'''

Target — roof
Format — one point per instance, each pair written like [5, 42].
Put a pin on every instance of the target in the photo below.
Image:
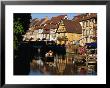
[72, 26]
[45, 32]
[50, 26]
[57, 19]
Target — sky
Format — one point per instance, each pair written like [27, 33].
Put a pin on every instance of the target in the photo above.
[50, 15]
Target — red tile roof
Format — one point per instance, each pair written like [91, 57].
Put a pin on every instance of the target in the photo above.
[72, 26]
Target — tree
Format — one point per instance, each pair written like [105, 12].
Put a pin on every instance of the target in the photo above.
[21, 25]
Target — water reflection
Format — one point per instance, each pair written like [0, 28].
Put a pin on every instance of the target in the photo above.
[60, 65]
[34, 60]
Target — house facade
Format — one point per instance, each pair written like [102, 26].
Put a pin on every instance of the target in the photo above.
[68, 31]
[89, 27]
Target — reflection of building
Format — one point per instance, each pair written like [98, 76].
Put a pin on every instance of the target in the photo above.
[69, 31]
[89, 27]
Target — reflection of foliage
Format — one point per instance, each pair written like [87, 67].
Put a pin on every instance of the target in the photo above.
[21, 25]
[18, 30]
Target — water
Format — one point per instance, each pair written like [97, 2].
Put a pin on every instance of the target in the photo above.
[32, 61]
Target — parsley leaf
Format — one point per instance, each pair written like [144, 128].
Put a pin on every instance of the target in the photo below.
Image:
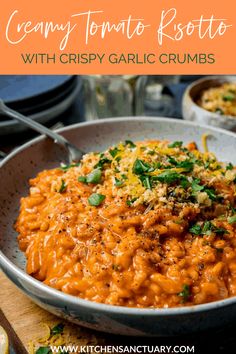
[169, 177]
[230, 166]
[118, 182]
[94, 176]
[186, 164]
[141, 167]
[103, 161]
[114, 152]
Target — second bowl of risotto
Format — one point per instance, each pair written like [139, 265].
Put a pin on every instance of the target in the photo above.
[212, 101]
[138, 239]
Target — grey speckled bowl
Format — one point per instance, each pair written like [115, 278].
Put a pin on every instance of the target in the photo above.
[41, 153]
[194, 113]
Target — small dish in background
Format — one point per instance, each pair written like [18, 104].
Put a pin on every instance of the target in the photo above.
[194, 112]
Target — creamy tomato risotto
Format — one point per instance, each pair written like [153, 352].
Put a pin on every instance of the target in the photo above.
[220, 99]
[146, 224]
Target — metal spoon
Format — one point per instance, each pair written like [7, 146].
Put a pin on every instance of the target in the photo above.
[74, 154]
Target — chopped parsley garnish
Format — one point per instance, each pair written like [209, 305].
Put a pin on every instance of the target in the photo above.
[58, 329]
[185, 293]
[232, 219]
[96, 199]
[43, 350]
[169, 177]
[94, 176]
[130, 144]
[151, 152]
[141, 167]
[130, 202]
[195, 229]
[175, 144]
[67, 167]
[230, 166]
[118, 182]
[197, 187]
[207, 228]
[211, 194]
[103, 161]
[63, 186]
[187, 165]
[114, 152]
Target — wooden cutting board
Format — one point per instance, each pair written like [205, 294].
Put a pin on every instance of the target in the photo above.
[28, 320]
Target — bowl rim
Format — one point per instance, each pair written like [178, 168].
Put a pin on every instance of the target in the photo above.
[8, 267]
[201, 109]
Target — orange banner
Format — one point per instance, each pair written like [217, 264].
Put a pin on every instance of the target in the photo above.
[117, 37]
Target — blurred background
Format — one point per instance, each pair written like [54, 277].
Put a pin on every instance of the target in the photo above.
[58, 101]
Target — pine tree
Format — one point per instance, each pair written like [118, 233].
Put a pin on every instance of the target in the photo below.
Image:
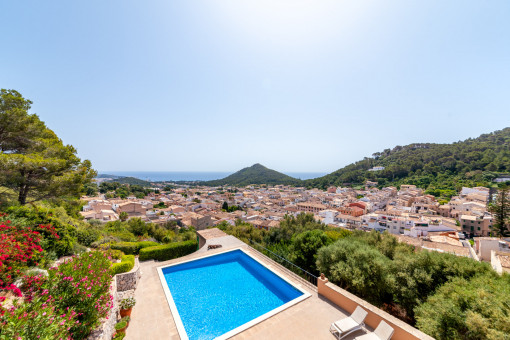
[501, 212]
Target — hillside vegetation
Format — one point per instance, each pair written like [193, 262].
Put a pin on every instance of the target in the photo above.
[255, 174]
[439, 168]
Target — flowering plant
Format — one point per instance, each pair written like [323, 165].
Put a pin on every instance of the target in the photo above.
[67, 304]
[127, 303]
[83, 283]
[38, 319]
[19, 249]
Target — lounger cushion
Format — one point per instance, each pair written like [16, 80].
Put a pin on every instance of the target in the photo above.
[369, 336]
[346, 324]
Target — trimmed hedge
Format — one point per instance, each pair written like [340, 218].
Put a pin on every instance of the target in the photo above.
[168, 251]
[132, 248]
[127, 263]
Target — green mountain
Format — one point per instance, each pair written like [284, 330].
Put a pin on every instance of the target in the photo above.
[255, 174]
[131, 181]
[439, 168]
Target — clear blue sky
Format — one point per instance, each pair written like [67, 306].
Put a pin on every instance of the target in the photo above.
[220, 85]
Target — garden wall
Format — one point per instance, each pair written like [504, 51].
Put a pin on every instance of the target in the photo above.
[349, 302]
[129, 280]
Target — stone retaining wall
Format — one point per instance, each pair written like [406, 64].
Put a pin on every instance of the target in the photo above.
[107, 327]
[129, 280]
[349, 302]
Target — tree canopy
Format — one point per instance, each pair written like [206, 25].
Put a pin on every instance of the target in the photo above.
[34, 162]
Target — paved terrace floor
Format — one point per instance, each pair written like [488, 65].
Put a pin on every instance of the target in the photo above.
[310, 319]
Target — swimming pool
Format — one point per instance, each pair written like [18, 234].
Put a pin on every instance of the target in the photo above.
[217, 296]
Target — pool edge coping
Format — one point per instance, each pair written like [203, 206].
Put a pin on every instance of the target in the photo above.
[177, 318]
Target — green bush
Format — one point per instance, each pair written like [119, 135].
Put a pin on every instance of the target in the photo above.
[468, 309]
[121, 325]
[168, 251]
[127, 263]
[87, 236]
[132, 248]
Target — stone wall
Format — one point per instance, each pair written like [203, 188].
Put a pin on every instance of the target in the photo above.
[129, 280]
[107, 327]
[349, 302]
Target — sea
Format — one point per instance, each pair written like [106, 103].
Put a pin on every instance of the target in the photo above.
[160, 176]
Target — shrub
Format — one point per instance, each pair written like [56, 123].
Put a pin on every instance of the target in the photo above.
[82, 283]
[19, 249]
[127, 303]
[121, 325]
[119, 336]
[133, 248]
[61, 226]
[87, 236]
[305, 246]
[168, 251]
[355, 266]
[67, 304]
[127, 263]
[36, 319]
[468, 309]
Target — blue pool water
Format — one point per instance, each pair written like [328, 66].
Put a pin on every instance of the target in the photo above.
[219, 293]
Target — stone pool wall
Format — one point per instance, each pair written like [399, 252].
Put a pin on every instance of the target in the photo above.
[129, 280]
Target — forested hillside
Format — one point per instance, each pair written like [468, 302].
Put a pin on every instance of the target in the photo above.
[440, 168]
[255, 174]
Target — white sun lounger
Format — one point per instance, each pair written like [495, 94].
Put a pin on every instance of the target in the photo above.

'''

Directions for this task:
From the first line of the material down to the line containing "Target — water reflection", inclusive, return each line exactly, skipping any picture.

Output for this exercise:
Target — roof
Format — one point per instance, each pair written like [5, 42].
Put a pin on every instance of the target in the photo below.
Image:
[72, 26]
[45, 32]
[50, 26]
[57, 19]
Target — sky
Format — one point per instance, each pair written like [27, 33].
Put a pin on every instance of the target in the photo above.
[50, 15]
Target — red tile roof
Format — one point per instance, each pair written like [91, 57].
Put a pin on every instance of the target in the photo above.
[72, 26]
Target — tree
Format — one point per instance, each pair written like [105, 12].
Put a pin on every instance of the target in the photo above.
[21, 25]
Target — water reflection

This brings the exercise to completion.